Your instructions: Filter the records below and copy each line that contains the string "pink".
◆ ◆ ◆
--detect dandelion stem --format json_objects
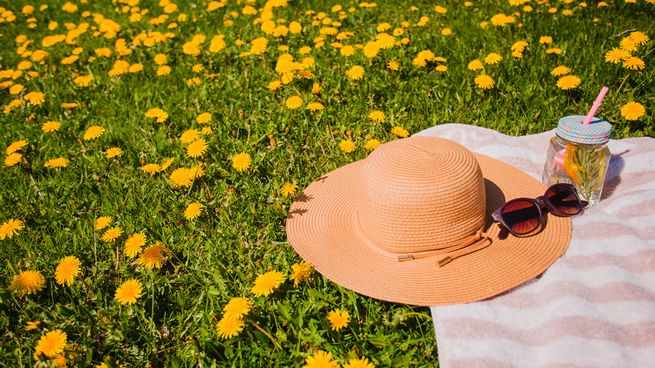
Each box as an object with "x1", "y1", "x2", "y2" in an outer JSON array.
[{"x1": 248, "y1": 320, "x2": 282, "y2": 350}]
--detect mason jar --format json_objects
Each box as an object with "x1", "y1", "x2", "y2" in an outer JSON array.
[{"x1": 542, "y1": 115, "x2": 612, "y2": 207}]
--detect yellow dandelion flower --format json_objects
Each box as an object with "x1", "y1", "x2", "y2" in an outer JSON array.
[
  {"x1": 73, "y1": 75, "x2": 93, "y2": 87},
  {"x1": 154, "y1": 54, "x2": 168, "y2": 65},
  {"x1": 364, "y1": 138, "x2": 382, "y2": 151},
  {"x1": 105, "y1": 147, "x2": 123, "y2": 158},
  {"x1": 216, "y1": 317, "x2": 243, "y2": 339},
  {"x1": 123, "y1": 233, "x2": 147, "y2": 258},
  {"x1": 136, "y1": 242, "x2": 167, "y2": 270},
  {"x1": 9, "y1": 271, "x2": 45, "y2": 296},
  {"x1": 157, "y1": 65, "x2": 171, "y2": 76},
  {"x1": 93, "y1": 216, "x2": 114, "y2": 230},
  {"x1": 289, "y1": 262, "x2": 313, "y2": 286},
  {"x1": 34, "y1": 330, "x2": 67, "y2": 359},
  {"x1": 623, "y1": 56, "x2": 646, "y2": 70},
  {"x1": 343, "y1": 358, "x2": 375, "y2": 368},
  {"x1": 186, "y1": 138, "x2": 207, "y2": 157},
  {"x1": 621, "y1": 101, "x2": 646, "y2": 121},
  {"x1": 484, "y1": 52, "x2": 503, "y2": 65},
  {"x1": 114, "y1": 279, "x2": 143, "y2": 305},
  {"x1": 475, "y1": 74, "x2": 496, "y2": 89},
  {"x1": 100, "y1": 226, "x2": 123, "y2": 243},
  {"x1": 328, "y1": 309, "x2": 350, "y2": 331},
  {"x1": 284, "y1": 96, "x2": 302, "y2": 110},
  {"x1": 550, "y1": 65, "x2": 571, "y2": 77},
  {"x1": 512, "y1": 41, "x2": 528, "y2": 52},
  {"x1": 605, "y1": 47, "x2": 630, "y2": 64},
  {"x1": 346, "y1": 65, "x2": 364, "y2": 80},
  {"x1": 232, "y1": 152, "x2": 252, "y2": 172},
  {"x1": 307, "y1": 102, "x2": 325, "y2": 111},
  {"x1": 159, "y1": 158, "x2": 174, "y2": 171},
  {"x1": 5, "y1": 152, "x2": 23, "y2": 167},
  {"x1": 281, "y1": 182, "x2": 297, "y2": 198},
  {"x1": 52, "y1": 354, "x2": 68, "y2": 368},
  {"x1": 339, "y1": 139, "x2": 357, "y2": 153},
  {"x1": 23, "y1": 92, "x2": 45, "y2": 106},
  {"x1": 619, "y1": 36, "x2": 639, "y2": 52},
  {"x1": 9, "y1": 84, "x2": 25, "y2": 95},
  {"x1": 180, "y1": 129, "x2": 200, "y2": 143},
  {"x1": 467, "y1": 59, "x2": 484, "y2": 72},
  {"x1": 629, "y1": 31, "x2": 650, "y2": 45},
  {"x1": 5, "y1": 139, "x2": 27, "y2": 155},
  {"x1": 184, "y1": 202, "x2": 203, "y2": 220},
  {"x1": 41, "y1": 121, "x2": 61, "y2": 133},
  {"x1": 250, "y1": 271, "x2": 284, "y2": 296},
  {"x1": 391, "y1": 126, "x2": 409, "y2": 138},
  {"x1": 25, "y1": 321, "x2": 41, "y2": 331},
  {"x1": 43, "y1": 157, "x2": 68, "y2": 169},
  {"x1": 368, "y1": 110, "x2": 385, "y2": 123},
  {"x1": 223, "y1": 297, "x2": 253, "y2": 319},
  {"x1": 83, "y1": 125, "x2": 105, "y2": 141},
  {"x1": 303, "y1": 350, "x2": 338, "y2": 368},
  {"x1": 557, "y1": 75, "x2": 582, "y2": 91},
  {"x1": 196, "y1": 112, "x2": 212, "y2": 124},
  {"x1": 168, "y1": 169, "x2": 194, "y2": 187},
  {"x1": 55, "y1": 256, "x2": 81, "y2": 286}
]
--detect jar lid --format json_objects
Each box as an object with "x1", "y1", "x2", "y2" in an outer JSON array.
[{"x1": 557, "y1": 115, "x2": 612, "y2": 144}]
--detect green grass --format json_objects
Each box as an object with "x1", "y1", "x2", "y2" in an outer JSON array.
[{"x1": 0, "y1": 0, "x2": 655, "y2": 367}]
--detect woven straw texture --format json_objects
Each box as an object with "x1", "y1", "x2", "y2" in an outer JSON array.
[{"x1": 287, "y1": 137, "x2": 571, "y2": 306}]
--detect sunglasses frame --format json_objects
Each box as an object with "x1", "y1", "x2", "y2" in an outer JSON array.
[{"x1": 491, "y1": 183, "x2": 587, "y2": 237}]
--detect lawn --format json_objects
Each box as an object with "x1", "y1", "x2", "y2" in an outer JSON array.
[{"x1": 0, "y1": 0, "x2": 655, "y2": 367}]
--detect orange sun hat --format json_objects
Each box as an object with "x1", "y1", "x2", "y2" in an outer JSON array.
[{"x1": 286, "y1": 136, "x2": 571, "y2": 306}]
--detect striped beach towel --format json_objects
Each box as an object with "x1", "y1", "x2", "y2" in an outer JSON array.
[{"x1": 418, "y1": 124, "x2": 655, "y2": 368}]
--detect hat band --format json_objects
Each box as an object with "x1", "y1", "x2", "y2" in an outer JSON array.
[{"x1": 355, "y1": 212, "x2": 492, "y2": 267}]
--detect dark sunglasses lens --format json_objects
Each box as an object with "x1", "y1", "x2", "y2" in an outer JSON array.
[
  {"x1": 500, "y1": 199, "x2": 541, "y2": 235},
  {"x1": 545, "y1": 185, "x2": 582, "y2": 216}
]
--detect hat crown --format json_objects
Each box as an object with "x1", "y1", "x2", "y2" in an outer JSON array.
[{"x1": 357, "y1": 136, "x2": 486, "y2": 253}]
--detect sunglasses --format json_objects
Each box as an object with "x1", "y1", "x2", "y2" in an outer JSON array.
[{"x1": 491, "y1": 183, "x2": 587, "y2": 237}]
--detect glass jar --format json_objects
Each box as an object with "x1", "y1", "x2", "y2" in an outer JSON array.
[{"x1": 542, "y1": 115, "x2": 612, "y2": 207}]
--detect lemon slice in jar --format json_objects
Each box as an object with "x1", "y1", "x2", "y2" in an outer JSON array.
[{"x1": 564, "y1": 143, "x2": 582, "y2": 185}]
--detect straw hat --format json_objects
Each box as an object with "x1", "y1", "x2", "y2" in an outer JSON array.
[{"x1": 286, "y1": 136, "x2": 571, "y2": 305}]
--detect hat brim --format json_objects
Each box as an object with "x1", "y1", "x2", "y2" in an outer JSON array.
[{"x1": 286, "y1": 153, "x2": 571, "y2": 306}]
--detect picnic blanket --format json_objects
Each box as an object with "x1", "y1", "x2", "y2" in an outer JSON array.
[{"x1": 418, "y1": 124, "x2": 655, "y2": 368}]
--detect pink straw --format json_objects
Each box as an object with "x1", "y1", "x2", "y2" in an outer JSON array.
[{"x1": 582, "y1": 87, "x2": 609, "y2": 124}]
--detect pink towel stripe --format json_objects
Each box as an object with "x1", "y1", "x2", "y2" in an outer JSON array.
[
  {"x1": 443, "y1": 315, "x2": 655, "y2": 347},
  {"x1": 560, "y1": 249, "x2": 655, "y2": 273}
]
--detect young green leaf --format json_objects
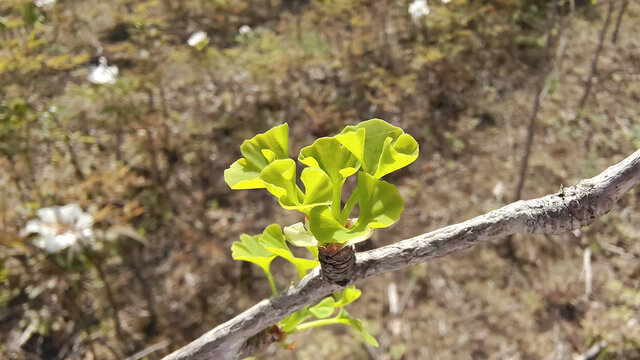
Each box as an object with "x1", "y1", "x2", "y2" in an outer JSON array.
[
  {"x1": 335, "y1": 119, "x2": 418, "y2": 179},
  {"x1": 309, "y1": 296, "x2": 335, "y2": 319},
  {"x1": 231, "y1": 234, "x2": 276, "y2": 269},
  {"x1": 231, "y1": 234, "x2": 278, "y2": 295},
  {"x1": 309, "y1": 171, "x2": 404, "y2": 245},
  {"x1": 298, "y1": 137, "x2": 360, "y2": 185},
  {"x1": 260, "y1": 159, "x2": 332, "y2": 214},
  {"x1": 224, "y1": 123, "x2": 289, "y2": 189},
  {"x1": 280, "y1": 305, "x2": 311, "y2": 333},
  {"x1": 334, "y1": 286, "x2": 362, "y2": 307},
  {"x1": 260, "y1": 224, "x2": 320, "y2": 278},
  {"x1": 338, "y1": 308, "x2": 379, "y2": 347},
  {"x1": 284, "y1": 222, "x2": 318, "y2": 247}
]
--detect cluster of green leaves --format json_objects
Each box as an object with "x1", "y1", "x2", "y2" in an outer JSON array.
[
  {"x1": 224, "y1": 119, "x2": 418, "y2": 346},
  {"x1": 231, "y1": 224, "x2": 378, "y2": 346},
  {"x1": 224, "y1": 119, "x2": 418, "y2": 246}
]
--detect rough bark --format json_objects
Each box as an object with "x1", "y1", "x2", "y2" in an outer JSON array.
[{"x1": 165, "y1": 150, "x2": 640, "y2": 360}]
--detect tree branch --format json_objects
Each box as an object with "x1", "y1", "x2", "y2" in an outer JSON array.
[{"x1": 164, "y1": 150, "x2": 640, "y2": 360}]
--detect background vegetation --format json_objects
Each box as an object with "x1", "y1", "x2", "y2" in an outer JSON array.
[{"x1": 0, "y1": 0, "x2": 640, "y2": 359}]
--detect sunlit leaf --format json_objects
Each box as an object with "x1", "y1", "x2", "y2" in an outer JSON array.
[
  {"x1": 338, "y1": 308, "x2": 379, "y2": 347},
  {"x1": 280, "y1": 305, "x2": 310, "y2": 333},
  {"x1": 298, "y1": 137, "x2": 360, "y2": 184},
  {"x1": 335, "y1": 119, "x2": 418, "y2": 179},
  {"x1": 260, "y1": 159, "x2": 332, "y2": 214},
  {"x1": 231, "y1": 234, "x2": 276, "y2": 271}
]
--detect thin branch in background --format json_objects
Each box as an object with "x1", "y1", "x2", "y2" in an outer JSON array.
[
  {"x1": 125, "y1": 340, "x2": 169, "y2": 360},
  {"x1": 611, "y1": 0, "x2": 629, "y2": 44},
  {"x1": 91, "y1": 254, "x2": 127, "y2": 346},
  {"x1": 574, "y1": 0, "x2": 613, "y2": 121},
  {"x1": 575, "y1": 340, "x2": 609, "y2": 360},
  {"x1": 164, "y1": 150, "x2": 640, "y2": 360},
  {"x1": 49, "y1": 112, "x2": 85, "y2": 181},
  {"x1": 513, "y1": 0, "x2": 558, "y2": 201},
  {"x1": 582, "y1": 248, "x2": 593, "y2": 301}
]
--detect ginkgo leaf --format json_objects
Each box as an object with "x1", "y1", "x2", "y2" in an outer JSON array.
[
  {"x1": 260, "y1": 159, "x2": 332, "y2": 214},
  {"x1": 231, "y1": 234, "x2": 276, "y2": 272},
  {"x1": 260, "y1": 224, "x2": 320, "y2": 278},
  {"x1": 298, "y1": 137, "x2": 360, "y2": 184},
  {"x1": 334, "y1": 286, "x2": 362, "y2": 307},
  {"x1": 280, "y1": 305, "x2": 310, "y2": 333},
  {"x1": 338, "y1": 308, "x2": 379, "y2": 347},
  {"x1": 335, "y1": 119, "x2": 418, "y2": 179},
  {"x1": 224, "y1": 123, "x2": 289, "y2": 189},
  {"x1": 309, "y1": 171, "x2": 404, "y2": 245},
  {"x1": 284, "y1": 222, "x2": 318, "y2": 247},
  {"x1": 309, "y1": 296, "x2": 335, "y2": 319}
]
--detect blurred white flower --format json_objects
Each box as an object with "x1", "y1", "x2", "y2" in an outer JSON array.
[
  {"x1": 187, "y1": 31, "x2": 209, "y2": 47},
  {"x1": 238, "y1": 25, "x2": 251, "y2": 35},
  {"x1": 33, "y1": 0, "x2": 56, "y2": 10},
  {"x1": 409, "y1": 0, "x2": 431, "y2": 21},
  {"x1": 20, "y1": 204, "x2": 95, "y2": 254},
  {"x1": 87, "y1": 56, "x2": 118, "y2": 85}
]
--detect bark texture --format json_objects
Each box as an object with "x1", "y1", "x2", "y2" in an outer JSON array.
[
  {"x1": 318, "y1": 244, "x2": 356, "y2": 285},
  {"x1": 165, "y1": 150, "x2": 640, "y2": 360}
]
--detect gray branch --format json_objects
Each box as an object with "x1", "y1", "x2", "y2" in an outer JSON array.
[{"x1": 164, "y1": 150, "x2": 640, "y2": 360}]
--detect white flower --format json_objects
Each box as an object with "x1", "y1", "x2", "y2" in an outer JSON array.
[
  {"x1": 33, "y1": 0, "x2": 56, "y2": 10},
  {"x1": 87, "y1": 56, "x2": 118, "y2": 85},
  {"x1": 21, "y1": 204, "x2": 95, "y2": 254},
  {"x1": 187, "y1": 31, "x2": 209, "y2": 47},
  {"x1": 238, "y1": 25, "x2": 251, "y2": 35},
  {"x1": 409, "y1": 0, "x2": 431, "y2": 21}
]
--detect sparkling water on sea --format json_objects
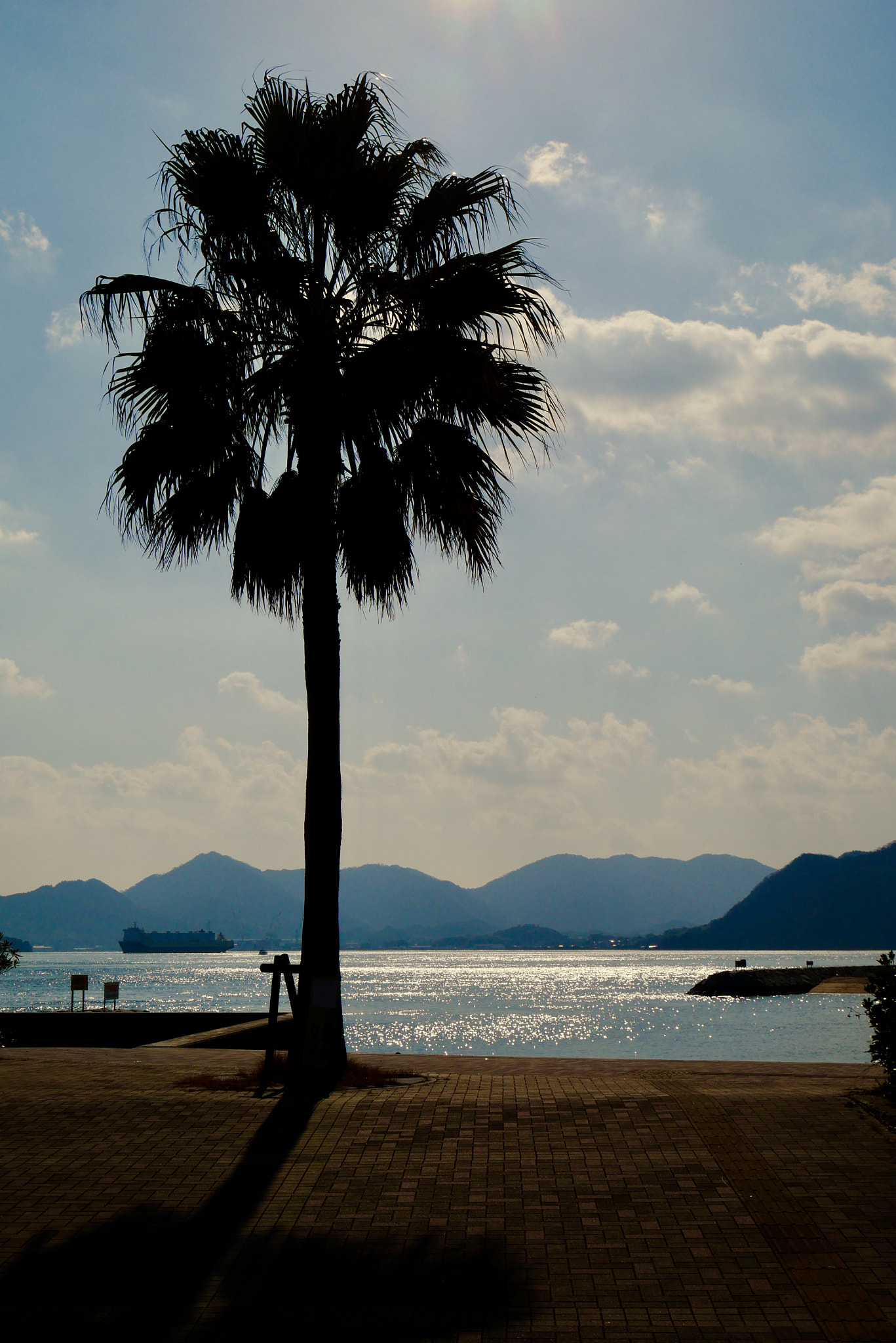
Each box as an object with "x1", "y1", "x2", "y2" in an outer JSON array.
[{"x1": 0, "y1": 948, "x2": 880, "y2": 1064}]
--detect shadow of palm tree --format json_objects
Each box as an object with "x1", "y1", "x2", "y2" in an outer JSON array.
[{"x1": 0, "y1": 1093, "x2": 529, "y2": 1343}]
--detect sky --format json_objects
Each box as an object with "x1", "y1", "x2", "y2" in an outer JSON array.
[{"x1": 0, "y1": 0, "x2": 896, "y2": 893}]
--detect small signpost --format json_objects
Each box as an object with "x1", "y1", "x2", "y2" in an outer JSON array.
[{"x1": 258, "y1": 952, "x2": 298, "y2": 1069}]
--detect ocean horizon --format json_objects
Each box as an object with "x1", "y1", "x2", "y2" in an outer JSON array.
[{"x1": 0, "y1": 948, "x2": 880, "y2": 1064}]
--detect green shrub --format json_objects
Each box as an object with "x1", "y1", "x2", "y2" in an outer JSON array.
[
  {"x1": 0, "y1": 932, "x2": 19, "y2": 975},
  {"x1": 863, "y1": 951, "x2": 896, "y2": 1096}
]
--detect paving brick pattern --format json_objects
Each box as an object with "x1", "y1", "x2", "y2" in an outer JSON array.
[{"x1": 0, "y1": 1049, "x2": 896, "y2": 1343}]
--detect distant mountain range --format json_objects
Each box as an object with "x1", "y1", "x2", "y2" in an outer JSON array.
[
  {"x1": 659, "y1": 843, "x2": 896, "y2": 951},
  {"x1": 0, "y1": 852, "x2": 773, "y2": 951}
]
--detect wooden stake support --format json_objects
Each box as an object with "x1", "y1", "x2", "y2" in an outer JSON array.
[{"x1": 258, "y1": 952, "x2": 298, "y2": 1068}]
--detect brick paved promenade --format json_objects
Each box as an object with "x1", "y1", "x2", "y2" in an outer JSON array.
[{"x1": 0, "y1": 1049, "x2": 896, "y2": 1343}]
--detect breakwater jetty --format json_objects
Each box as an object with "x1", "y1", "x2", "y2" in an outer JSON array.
[{"x1": 688, "y1": 966, "x2": 880, "y2": 998}]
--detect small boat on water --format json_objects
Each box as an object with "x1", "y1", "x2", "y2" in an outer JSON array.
[{"x1": 118, "y1": 924, "x2": 234, "y2": 955}]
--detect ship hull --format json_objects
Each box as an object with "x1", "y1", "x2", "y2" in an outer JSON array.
[{"x1": 118, "y1": 939, "x2": 234, "y2": 956}]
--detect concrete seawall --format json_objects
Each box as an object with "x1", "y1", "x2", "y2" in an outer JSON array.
[{"x1": 688, "y1": 966, "x2": 880, "y2": 998}]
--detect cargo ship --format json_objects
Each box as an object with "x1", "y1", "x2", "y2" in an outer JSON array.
[{"x1": 118, "y1": 924, "x2": 234, "y2": 953}]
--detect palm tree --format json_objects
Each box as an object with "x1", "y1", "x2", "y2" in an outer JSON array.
[{"x1": 82, "y1": 75, "x2": 560, "y2": 1074}]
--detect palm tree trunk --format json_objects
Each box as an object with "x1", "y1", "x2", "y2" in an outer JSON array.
[{"x1": 289, "y1": 518, "x2": 345, "y2": 1085}]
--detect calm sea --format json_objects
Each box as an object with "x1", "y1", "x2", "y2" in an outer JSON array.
[{"x1": 0, "y1": 950, "x2": 880, "y2": 1062}]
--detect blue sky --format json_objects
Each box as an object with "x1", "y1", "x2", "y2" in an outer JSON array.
[{"x1": 0, "y1": 0, "x2": 896, "y2": 892}]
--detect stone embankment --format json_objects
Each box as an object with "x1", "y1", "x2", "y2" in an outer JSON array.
[{"x1": 688, "y1": 966, "x2": 878, "y2": 998}]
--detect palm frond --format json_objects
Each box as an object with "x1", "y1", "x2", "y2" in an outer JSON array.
[
  {"x1": 79, "y1": 275, "x2": 199, "y2": 349},
  {"x1": 229, "y1": 471, "x2": 310, "y2": 624},
  {"x1": 336, "y1": 451, "x2": 416, "y2": 616},
  {"x1": 395, "y1": 420, "x2": 508, "y2": 583}
]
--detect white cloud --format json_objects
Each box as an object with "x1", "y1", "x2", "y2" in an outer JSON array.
[
  {"x1": 0, "y1": 658, "x2": 54, "y2": 700},
  {"x1": 667, "y1": 715, "x2": 896, "y2": 837},
  {"x1": 650, "y1": 580, "x2": 717, "y2": 615},
  {"x1": 607, "y1": 658, "x2": 650, "y2": 681},
  {"x1": 555, "y1": 300, "x2": 896, "y2": 454},
  {"x1": 218, "y1": 672, "x2": 305, "y2": 713},
  {"x1": 668, "y1": 456, "x2": 707, "y2": 481},
  {"x1": 690, "y1": 672, "x2": 756, "y2": 694},
  {"x1": 789, "y1": 259, "x2": 896, "y2": 317},
  {"x1": 45, "y1": 304, "x2": 85, "y2": 349},
  {"x1": 799, "y1": 579, "x2": 896, "y2": 624},
  {"x1": 0, "y1": 527, "x2": 37, "y2": 545},
  {"x1": 799, "y1": 620, "x2": 896, "y2": 677},
  {"x1": 0, "y1": 709, "x2": 652, "y2": 891},
  {"x1": 756, "y1": 475, "x2": 896, "y2": 556},
  {"x1": 548, "y1": 620, "x2": 619, "y2": 649},
  {"x1": 7, "y1": 709, "x2": 896, "y2": 892},
  {"x1": 0, "y1": 209, "x2": 52, "y2": 269},
  {"x1": 522, "y1": 140, "x2": 589, "y2": 187}
]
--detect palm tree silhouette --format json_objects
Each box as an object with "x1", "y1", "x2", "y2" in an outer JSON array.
[{"x1": 81, "y1": 74, "x2": 560, "y2": 1073}]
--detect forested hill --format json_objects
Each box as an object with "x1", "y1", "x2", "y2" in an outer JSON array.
[
  {"x1": 661, "y1": 843, "x2": 896, "y2": 951},
  {"x1": 0, "y1": 852, "x2": 771, "y2": 951}
]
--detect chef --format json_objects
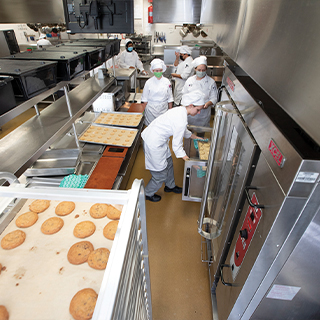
◆ ◆ ◆
Result of this task:
--detect pink straw --format json_objects
--detect pink towel stripe --format json_objects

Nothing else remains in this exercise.